start PROVIDED TEXT
In an October 21, 2005 order, I noted Agere concedes Eshelman is entitled to reasonable attorney's fees under the ADA, does not contest the reasonable hourly rate claimed by Eshelman's counsel, and does not contest the costs claimed by Eshelman. I ordered Eshelman to submit a revised petition reflecting "a reduction proportionate to her limited degree of success" and to reply to each specific charge contested by defendant. I also encouraged the parties to confer and attempt to resolve any itemized objections, as suggested in Hensley v. Eckerhart, 461 U.S. 424, 437 (1983) (ideally litigants should settle amount of fee). Settlement efforts apparently proved futile. Moreover, neither party accepted my offer to host a settlement conference or hear oral argument on the contested issues. In response to my order, Eshelman has submitted a revised petition reducing her initial request of $153,808.75 by $7,702.50 to exclude work "associated specifically with the ADEA and retaliation claims," and increasing the request by $16,870 for subsequent work relating to post-trial motions and the revised fee petition.
end PROVIDED TEXT
start PROVIDED DATA
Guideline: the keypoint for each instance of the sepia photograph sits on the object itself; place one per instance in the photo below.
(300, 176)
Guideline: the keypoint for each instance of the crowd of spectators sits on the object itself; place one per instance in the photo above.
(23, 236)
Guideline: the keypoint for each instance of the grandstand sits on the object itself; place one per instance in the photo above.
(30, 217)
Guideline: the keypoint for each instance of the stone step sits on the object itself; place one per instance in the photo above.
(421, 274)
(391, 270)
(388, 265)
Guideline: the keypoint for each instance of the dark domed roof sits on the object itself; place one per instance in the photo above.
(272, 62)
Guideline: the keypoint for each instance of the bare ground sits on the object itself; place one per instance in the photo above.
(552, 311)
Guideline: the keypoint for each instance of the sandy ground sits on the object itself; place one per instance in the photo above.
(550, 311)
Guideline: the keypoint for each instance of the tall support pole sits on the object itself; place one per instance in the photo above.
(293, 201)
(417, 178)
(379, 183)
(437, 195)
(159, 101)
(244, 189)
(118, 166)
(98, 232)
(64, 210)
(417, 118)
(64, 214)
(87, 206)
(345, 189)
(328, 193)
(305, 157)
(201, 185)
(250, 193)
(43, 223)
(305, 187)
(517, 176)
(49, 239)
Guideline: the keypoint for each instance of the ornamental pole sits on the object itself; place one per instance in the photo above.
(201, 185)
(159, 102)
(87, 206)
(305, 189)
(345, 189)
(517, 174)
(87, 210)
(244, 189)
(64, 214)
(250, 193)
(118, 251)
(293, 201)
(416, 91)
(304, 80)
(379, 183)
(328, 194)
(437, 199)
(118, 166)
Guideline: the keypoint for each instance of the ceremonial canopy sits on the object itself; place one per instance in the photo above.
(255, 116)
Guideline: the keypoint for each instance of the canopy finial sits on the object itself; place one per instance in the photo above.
end PROVIDED DATA
INSTRUCTION A> Based on the attorney's fee passage, determine whether each statement below agrees with it, answering yes or no and quoting the deciding words: (i) Agere contests the hourly rate claimed by Eshelman's counsel; (ii) at least one party accepted the offer to host a settlement conference; (iii) the revised petition lowered the initial request by $7,702.50.
INSTRUCTION B> Condense the paragraph of the attorney's fee passage beginning "In an October 21, 2005 order" into a bulleted list that retains its main facts.
INSTRUCTION C> Continue the attorney's fee passage from the point at which it ends.

ANSWER A>
(i) No: "does not contest the reasonable hourly rate claimed by Eshelman's counsel."
(ii) No: "neither party accepted my offer to host a settlement conference or hear oral argument on the contested issues."
(iii) Yes: "reducing her initial request of $153,808.75 by $7,702.50."

ANSWER B>
- In an October 21, 2005 order, the court noted that Agere concedes Eshelman is entitled to reasonable attorney's fees under the ADA. Agere does not contest her counsel's hourly rate or her claimed costs.
- Eshelman was ordered to submit a revised petition reduced in proportion to her limited success and to reply to each charge the defendant contested.
- The parties were encouraged to confer and resolve itemized objections, citing Hensley v. Eckerhart, 461 U.S. 424, 437 (1983). Settlement efforts apparently failed.
- Neither party accepted the offer of a settlement conference or oral argument.
- The revised petition cut the initial $153,808.75 request by $7,702.50 for work tied specifically to the ADEA and retaliation claims.
- It added $16,870 for later work on post-trial motions and the revised fee petition.

ANSWER C>
Although I will rule on each item contested by Agere, the overarching objection is that because Eshelman succeeded on only one of three claims, her fee petition should be reduced by at least 50 percent.
II. Legal Standard
The appropriate rate is determined by examining the attorney's usual billing rate and the prevailing market rate in the relevant community. Hensley, 461 U.S. at 433; Robinson v. Fetterman, 387 F.Supp.2d 432, 435 (E.D. Pa. 2005) (Bartle, J.); Bjorklund v. Phila. Housing Auth., 2003 WL 22988885 (E.D. Pa. 2003) (Savage, J.), aff'd, 118 Fed. Appx. 624 (3d Cir. 2004) This rate is then multiplied by the number of hours reasonably expended by plaintiff's counsel in litigation. Hensley, 461 U.S. at 433. Excessive, redundant, and unnecessary hours should be excluded. For example, an experienced attorney demanding a high hourly rate cannot bill an inordinate amount of time for legal work within his area of expertise. Robinson, 387 F.Supp.2d at 436 (citing Bell v. United Princeton Properties, Inc., 884 F.2d 713, 721 (3d Cir. 1989)).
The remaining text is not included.